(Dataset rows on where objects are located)
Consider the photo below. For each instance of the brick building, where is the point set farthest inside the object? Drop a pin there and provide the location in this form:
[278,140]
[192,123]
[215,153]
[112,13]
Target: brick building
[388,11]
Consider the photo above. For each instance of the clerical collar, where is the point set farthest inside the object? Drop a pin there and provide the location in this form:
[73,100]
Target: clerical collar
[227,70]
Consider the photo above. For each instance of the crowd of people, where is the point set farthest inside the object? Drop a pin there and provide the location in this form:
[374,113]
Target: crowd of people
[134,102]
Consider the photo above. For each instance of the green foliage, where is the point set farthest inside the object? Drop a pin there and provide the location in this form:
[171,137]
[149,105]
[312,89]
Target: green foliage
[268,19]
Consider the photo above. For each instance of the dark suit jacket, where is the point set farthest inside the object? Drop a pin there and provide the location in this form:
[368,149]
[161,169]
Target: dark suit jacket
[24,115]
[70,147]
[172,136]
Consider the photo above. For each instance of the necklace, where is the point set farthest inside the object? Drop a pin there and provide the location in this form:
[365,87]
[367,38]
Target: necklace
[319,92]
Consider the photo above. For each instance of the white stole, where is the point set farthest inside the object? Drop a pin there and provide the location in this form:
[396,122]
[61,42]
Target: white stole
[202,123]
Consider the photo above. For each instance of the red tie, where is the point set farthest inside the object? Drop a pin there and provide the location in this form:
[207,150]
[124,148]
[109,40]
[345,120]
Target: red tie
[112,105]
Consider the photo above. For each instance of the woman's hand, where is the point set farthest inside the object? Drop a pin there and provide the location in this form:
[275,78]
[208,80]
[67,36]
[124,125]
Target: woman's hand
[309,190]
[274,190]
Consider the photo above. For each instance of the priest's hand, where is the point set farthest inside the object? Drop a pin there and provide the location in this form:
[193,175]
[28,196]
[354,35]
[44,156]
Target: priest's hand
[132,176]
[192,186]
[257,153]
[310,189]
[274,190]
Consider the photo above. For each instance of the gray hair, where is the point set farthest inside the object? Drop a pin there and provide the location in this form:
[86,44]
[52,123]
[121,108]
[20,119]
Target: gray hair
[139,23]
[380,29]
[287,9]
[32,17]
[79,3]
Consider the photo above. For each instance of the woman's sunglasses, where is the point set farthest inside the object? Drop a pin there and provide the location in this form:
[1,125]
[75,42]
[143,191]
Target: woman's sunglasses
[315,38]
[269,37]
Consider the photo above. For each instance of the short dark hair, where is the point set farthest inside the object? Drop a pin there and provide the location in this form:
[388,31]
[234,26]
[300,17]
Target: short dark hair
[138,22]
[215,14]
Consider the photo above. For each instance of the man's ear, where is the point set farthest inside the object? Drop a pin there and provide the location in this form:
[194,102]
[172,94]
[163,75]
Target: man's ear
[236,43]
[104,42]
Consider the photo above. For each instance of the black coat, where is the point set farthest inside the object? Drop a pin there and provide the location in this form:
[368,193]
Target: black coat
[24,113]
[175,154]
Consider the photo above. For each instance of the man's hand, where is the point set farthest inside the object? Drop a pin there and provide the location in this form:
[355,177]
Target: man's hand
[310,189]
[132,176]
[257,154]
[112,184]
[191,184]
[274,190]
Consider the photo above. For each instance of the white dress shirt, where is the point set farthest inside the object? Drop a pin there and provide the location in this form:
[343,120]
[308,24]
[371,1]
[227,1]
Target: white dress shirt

WHAT IS BEING ASKED.
Copy out the listing above word for word, with every line as it stands.

THE SOLUTION.
Consider the photo below. For each instance of the brick building, where is the point set farthest inside the object? Drop a pin there and provide the location in this form:
[278,140]
[192,123]
[215,153]
[112,13]
Target: brick building
[388,11]
Consider the photo above. For each instance of the clerical collar, where is the point set farthest inside the object? Drop a pin there and provide the location in this form:
[73,100]
Target: clerical collar
[227,70]
Consider the photo above. For each instance of the crowd of people, where is the point set farthest inside the object? Drop a pin there and provide the location in this form:
[374,113]
Target: crowd of people
[134,102]
Consider the photo above. For each instance of the green foliage, where is the point set farthest inside the object? Drop a pin there and provide the location in this form:
[171,137]
[149,105]
[312,89]
Target: green foliage
[268,19]
Consider the photo above. For each instance of the dark suit jacket, where is the point set farthest inside the object? Drop a pin there and provide the location in this form:
[368,149]
[161,169]
Target: dark suit jacket
[24,115]
[70,147]
[172,136]
Consider the photo above. For each instance of the necklace, where is the point set farthest inside the object? Drop a pin there and provide the location in this form:
[365,87]
[367,38]
Target: necklace
[319,92]
Consider the photo above. For each instance of the white stole, where is the point set farthest inside the object? Drop a pin there and provide the location in this form:
[396,122]
[61,42]
Target: white stole
[202,123]
Consider the photo above. For each instance of the red tie, where is the point set farthest inside the object? Drop a pin there and provide the location in this form:
[207,150]
[124,148]
[109,40]
[345,120]
Target: red tie
[112,105]
Consider the photo above. For each instance of the woman's hand, where is the point set farthest inside the object? Drop a pin there and provide the location in this form:
[275,78]
[208,80]
[67,36]
[124,125]
Target: woman's hand
[309,190]
[274,190]
Consider the photo above. For each instance of the priest's hand, where is the point set farthest inside the object? Drop a pin there and provide the location in this form:
[193,175]
[28,196]
[354,35]
[44,156]
Target: priest's hand
[132,176]
[192,186]
[257,153]
[310,189]
[274,190]
Consider the photo above. For each instance of the gray hair, where is the point set farthest inside the object? Drop a pin there and provide the location in this form:
[86,44]
[52,123]
[121,108]
[20,119]
Target: gray hair
[139,23]
[380,29]
[287,9]
[32,17]
[79,3]
Consider the photo above. For each instance of the woman's sunglasses, where is the point set farthest inside the object? Drop a pin there and provide the location in this form:
[1,125]
[75,42]
[143,191]
Target: woman's sunglasses
[315,38]
[269,37]
Consider the photo above. For each instance of the short dark hair, where is the point set farthest inside the object? Drop a pin there and provide the location in this form:
[388,31]
[234,26]
[300,17]
Target: short dark hair
[138,22]
[215,14]
Consider the photo above. For each instance of the man's ear, where is the point set farthest inside the object? Drop a pin there and provide the location in this form:
[194,102]
[172,94]
[163,75]
Target: man's ear
[236,43]
[104,42]
Consider the photo above. For each instance of the black coat, where is the point set farthest inside the object? Drop a pin there and provide the location in this form:
[368,193]
Target: black coat
[24,113]
[175,154]
Consider the photo above. For each instance of the man's hand, where is the point set farthest inside the object? Drop a pin there and provide the location in this form:
[355,177]
Target: man's hand
[310,189]
[132,176]
[257,154]
[112,184]
[191,184]
[274,190]
Consider the photo above. For each instance of the white dress shirt, where is the point set farthest inside the object? Drop a pin there and provide the location in this form:
[343,120]
[308,24]
[371,1]
[227,1]
Target: white dress shirt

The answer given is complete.